##### EXCERTO FORNECIDO #####
A guerra imperialista na Ucrânia chegou a um ponto crítico. O facto inquestionável de que a Rússia consolidou os seus objetivos militares e controla atualmente cerca de 20% do território ucraniano desencadeou uma campanha de propaganda nauseabunda por parte das potências ocidentais.
De acordo com o guião escrito pelo Departamento de Estado, e amplificado pelos burocratas de Bruxelas a cada hora, Putin coloca a humanidade à beira de uma hecatombe nuclear. No entanto, o único poder que até agora é adepto do uso de armas de destruição maciça contra nações e povos indefesos são os Estados Unidos. É importante recordar a história para não cair nos truques e enganos da máquina de comunicação imperialista.
Uma história de destruição e morte
Bombas nucleares lançadas a 6 e 9 de agosto de 1945, após seis meses de intensos bombardeamentos de 67 outras cidades japonesas, mataram 166.000 pessoas em Hiroshima e 80.000 em Nagasaki. Um total de 246.000 civis foram mortos quando o exército do Imperador Hirohito já estava completamente derrotado. Estes dois ataques selvagens, ordenados pelo Presidente dos EUA, Harry S. Truman, também tinham outros alvos: a União Soviética, cujo Exército Vermelho tinha chegado a Berlim ao derrotar as forças militares de Hitler na Europa, e os exércitos de guerrilha de Mao Tse-Tung a travar uma guerra revolucionária contra o imperialismo japonês e as tropas do Kuomintang.
Embora este tenha sido o caso mais demente do militarismo estado-unidense, o fim da Segunda Guerra Mundial oferece outros exemplos de carnificina contra a população indefesa. Entre 13 e 15 de fevereiro de 1945, a Royal Air Force (RAF) britânica e as Forças Aéreas do Exército dos Estados Unidos (USAAF) programaram quatro ataques à cidade alemã de Dresden. A ação envolveu mais de 1.000 bombardeiros pesados que lançaram mais de 4.000 toneladas de bombas. A chamada "Florença do Elba" foi reduzida a escombros e entre 25.000 e 40.000 civis morreram.
Hoje referem persistentemente os crimes de guerra das tropas de Putin, mas é importante salientar os poderes que têm uma longa história de crimes de guerra comprovados e documentados. Se voltarmos ao passado colonial da Inglaterra, da França ou da Bélgica e às atrocidades que realizaram na Índia, no Quénia, na Indochina ou no Congo, para citar alguns exemplos proeminentes, a narrativa assume uma tonalidade diferente. Se abordarmos os casos em que Washington foi diretamente implicado, então as mentiras da propaganda assumem uma dimensão ainda mais cínica e desprezível.
#####
__TAREFAS__
1 > No texto sobre a guerra na Ucrânia, quantas toneladas de bombas foram lançadas sobre Dresden?
2 > Retome, por favor, o texto sobre a guerra na Ucrânia a partir do ponto em que termina.
##### CONJUNTO DE REGISTOS #####
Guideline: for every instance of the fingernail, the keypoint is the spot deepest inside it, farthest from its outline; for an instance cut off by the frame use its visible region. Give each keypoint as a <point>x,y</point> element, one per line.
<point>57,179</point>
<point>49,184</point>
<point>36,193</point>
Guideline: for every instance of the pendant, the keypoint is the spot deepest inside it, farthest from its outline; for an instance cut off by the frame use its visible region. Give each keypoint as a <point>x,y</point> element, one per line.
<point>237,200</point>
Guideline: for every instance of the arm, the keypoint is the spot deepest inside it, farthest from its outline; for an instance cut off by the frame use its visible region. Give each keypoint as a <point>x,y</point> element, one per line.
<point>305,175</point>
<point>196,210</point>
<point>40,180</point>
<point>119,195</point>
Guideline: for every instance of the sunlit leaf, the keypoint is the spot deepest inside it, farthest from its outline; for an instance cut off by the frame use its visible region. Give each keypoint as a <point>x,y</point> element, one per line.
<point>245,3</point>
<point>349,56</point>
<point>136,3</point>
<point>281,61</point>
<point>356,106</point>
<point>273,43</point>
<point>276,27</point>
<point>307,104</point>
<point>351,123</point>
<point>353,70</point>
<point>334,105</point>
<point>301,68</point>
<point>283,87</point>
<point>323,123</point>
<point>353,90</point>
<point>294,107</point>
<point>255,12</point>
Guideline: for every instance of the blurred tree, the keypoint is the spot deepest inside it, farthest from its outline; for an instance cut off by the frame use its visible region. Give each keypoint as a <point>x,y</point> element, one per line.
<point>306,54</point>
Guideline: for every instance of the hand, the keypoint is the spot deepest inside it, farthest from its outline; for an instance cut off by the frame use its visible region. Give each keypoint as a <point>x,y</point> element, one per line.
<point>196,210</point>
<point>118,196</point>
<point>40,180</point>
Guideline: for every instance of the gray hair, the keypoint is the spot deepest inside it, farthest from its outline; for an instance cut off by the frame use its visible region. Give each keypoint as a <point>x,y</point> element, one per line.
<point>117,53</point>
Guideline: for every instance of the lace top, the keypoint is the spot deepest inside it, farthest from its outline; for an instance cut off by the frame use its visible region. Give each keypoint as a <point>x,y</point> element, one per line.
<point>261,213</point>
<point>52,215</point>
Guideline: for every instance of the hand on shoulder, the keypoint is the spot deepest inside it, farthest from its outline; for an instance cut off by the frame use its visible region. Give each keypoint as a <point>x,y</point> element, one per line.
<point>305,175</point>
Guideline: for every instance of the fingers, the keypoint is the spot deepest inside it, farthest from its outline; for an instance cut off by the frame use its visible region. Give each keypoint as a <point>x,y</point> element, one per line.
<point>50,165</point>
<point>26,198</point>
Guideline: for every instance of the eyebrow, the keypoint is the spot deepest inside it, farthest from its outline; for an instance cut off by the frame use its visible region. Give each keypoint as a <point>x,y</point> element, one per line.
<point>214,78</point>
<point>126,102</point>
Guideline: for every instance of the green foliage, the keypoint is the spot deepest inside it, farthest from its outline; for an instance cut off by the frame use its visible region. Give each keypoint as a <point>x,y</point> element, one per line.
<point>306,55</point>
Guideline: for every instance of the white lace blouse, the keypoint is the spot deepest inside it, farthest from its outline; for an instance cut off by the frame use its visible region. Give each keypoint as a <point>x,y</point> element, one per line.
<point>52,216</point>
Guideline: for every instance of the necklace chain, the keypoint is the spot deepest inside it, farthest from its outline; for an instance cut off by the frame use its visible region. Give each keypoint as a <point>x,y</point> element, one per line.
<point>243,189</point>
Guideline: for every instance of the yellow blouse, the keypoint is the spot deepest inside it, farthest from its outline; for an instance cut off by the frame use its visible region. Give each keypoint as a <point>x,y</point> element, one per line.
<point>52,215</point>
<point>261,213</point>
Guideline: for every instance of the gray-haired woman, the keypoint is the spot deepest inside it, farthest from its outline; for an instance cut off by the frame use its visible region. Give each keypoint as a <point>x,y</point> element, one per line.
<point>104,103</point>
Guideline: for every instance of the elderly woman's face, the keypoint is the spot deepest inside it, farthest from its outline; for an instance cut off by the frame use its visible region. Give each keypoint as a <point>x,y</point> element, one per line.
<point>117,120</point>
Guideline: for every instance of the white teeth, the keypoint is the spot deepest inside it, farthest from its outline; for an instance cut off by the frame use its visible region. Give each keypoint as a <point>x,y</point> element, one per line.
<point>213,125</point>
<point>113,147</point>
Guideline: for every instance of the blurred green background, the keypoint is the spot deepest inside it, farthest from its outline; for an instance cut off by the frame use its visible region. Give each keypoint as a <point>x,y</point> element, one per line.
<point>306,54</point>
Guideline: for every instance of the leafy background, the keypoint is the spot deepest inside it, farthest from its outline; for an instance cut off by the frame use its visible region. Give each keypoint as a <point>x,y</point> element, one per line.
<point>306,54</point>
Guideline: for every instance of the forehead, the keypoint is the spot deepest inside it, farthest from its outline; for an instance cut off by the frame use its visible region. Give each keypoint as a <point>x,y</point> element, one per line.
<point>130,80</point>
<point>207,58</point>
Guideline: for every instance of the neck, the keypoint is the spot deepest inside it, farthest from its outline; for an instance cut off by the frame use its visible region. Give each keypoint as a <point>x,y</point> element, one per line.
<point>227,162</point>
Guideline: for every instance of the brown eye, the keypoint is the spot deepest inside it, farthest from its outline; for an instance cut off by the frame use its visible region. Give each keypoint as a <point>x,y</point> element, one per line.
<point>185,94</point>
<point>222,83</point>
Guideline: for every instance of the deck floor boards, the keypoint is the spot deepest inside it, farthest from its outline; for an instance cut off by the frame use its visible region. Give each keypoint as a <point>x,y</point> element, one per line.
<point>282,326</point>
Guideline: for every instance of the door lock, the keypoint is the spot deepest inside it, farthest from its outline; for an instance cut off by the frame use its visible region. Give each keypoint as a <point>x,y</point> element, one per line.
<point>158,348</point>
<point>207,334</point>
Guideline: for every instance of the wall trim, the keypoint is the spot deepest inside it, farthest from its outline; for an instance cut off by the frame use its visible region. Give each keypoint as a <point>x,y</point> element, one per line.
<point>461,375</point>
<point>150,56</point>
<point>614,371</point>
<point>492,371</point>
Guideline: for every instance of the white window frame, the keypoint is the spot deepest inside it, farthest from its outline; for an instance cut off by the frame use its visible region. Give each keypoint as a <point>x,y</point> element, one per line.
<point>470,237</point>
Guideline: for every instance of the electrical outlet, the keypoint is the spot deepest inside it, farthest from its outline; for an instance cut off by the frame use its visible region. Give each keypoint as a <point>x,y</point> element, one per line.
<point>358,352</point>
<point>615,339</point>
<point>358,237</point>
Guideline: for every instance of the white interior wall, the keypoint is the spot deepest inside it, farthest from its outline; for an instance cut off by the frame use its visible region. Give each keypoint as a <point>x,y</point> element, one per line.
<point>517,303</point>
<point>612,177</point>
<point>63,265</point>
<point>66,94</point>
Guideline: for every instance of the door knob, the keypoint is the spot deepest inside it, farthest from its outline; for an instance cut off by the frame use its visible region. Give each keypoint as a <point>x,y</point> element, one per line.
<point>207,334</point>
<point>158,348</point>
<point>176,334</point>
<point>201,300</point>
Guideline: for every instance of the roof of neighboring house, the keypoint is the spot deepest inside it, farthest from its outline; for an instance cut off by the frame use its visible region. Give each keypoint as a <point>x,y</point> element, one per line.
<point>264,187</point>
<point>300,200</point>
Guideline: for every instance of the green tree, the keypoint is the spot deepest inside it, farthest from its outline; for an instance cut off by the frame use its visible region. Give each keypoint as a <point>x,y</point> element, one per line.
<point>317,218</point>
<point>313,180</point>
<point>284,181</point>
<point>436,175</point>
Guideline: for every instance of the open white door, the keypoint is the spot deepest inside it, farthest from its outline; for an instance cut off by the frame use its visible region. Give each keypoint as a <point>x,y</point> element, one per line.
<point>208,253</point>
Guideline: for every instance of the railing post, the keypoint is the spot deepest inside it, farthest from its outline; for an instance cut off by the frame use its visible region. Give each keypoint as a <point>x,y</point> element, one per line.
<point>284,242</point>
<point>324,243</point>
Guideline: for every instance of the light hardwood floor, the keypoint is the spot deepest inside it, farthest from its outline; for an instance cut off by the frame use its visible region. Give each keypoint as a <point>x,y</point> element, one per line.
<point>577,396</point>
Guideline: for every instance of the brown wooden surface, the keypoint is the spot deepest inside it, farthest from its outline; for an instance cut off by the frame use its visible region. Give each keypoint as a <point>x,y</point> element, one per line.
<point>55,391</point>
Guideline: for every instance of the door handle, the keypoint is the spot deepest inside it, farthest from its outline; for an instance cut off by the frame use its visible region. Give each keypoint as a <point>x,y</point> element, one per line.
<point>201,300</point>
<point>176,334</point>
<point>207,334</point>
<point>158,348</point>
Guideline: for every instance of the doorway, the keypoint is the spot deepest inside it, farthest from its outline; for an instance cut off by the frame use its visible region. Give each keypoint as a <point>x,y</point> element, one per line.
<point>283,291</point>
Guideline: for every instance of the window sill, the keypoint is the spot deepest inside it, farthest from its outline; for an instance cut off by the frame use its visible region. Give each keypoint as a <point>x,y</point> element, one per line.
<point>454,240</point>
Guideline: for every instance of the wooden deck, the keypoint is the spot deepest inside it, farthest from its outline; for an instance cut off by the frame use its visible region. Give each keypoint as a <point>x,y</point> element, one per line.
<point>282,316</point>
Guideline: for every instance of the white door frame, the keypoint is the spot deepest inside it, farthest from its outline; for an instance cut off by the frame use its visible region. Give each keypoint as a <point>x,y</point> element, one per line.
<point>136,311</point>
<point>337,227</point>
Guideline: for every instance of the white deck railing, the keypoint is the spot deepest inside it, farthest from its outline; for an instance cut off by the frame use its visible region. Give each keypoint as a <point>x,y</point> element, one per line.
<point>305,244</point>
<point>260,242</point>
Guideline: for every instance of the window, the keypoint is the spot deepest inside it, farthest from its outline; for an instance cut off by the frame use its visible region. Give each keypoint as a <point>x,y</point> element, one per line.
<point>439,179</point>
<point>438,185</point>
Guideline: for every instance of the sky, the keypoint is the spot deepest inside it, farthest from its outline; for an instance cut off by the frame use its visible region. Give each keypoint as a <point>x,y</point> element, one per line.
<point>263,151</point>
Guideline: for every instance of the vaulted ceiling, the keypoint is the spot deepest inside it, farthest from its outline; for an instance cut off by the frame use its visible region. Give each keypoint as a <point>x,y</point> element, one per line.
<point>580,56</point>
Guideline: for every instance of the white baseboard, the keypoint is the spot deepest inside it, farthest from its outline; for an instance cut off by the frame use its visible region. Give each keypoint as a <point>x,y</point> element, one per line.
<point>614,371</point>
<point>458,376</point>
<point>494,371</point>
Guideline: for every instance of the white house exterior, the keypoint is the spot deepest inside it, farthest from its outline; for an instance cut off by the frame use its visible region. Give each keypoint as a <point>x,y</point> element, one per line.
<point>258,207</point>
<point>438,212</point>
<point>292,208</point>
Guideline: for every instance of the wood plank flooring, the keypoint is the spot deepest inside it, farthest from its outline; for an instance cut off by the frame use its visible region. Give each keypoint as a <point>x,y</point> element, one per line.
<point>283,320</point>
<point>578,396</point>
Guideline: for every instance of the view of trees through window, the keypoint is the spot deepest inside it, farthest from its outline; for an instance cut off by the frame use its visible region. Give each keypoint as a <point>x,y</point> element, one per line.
#####
__RESULTADOS POR TAREFA__
1 > Mais de 4.000 toneladas.

2 >
Em 1950, os EUA travaram uma guerra devastadora contra o povo da Coreia. Num ano, a Força Aérea americana lançou 600.000 toneladas de bombas, mais do que as usadas no Pacífico durante a Segunda Guerra Mundial, e verteu 30.000 toneladas de Napalm. Mais de 80% dos edifícios da Coreia do Norte foram destruídos, e estima-se que os bombardeamentos dos EUA mataram mais de um milhão dos seus civis, embora o número total ultrapasse dois milhões e meio de mortos. Outros cinco milhões perderam as suas casas e mais de dois milhões tornaram-se refugiados.
A intervenção dos EUA no Vietname resultou na morte de mais de três milhões de vietnamitas. Os Estados Unidos lançaram sete milhões de toneladas de bombas, mais do triplo do que caiu na Europa e na Ásia durante a Segunda Guerra Mundial e dez vezes mais do que na Guerra da Coreia.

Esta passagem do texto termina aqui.